*** INPUT Section Begins ***

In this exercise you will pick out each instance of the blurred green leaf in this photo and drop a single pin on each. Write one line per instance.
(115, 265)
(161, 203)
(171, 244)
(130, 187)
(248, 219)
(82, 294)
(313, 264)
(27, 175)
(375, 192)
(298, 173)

*** INPUT Section Ends ***

▶ WHAT TO DO: Set down the listing above in full, please, exactly as it appears.

▶ YOUR RESPONSE:
In this exercise you will pick out each instance of the blurred green leaf in this photo and drop a single pin on each. Write one line per instance.
(115, 265)
(161, 203)
(171, 244)
(130, 187)
(248, 219)
(82, 294)
(313, 264)
(27, 175)
(375, 192)
(298, 173)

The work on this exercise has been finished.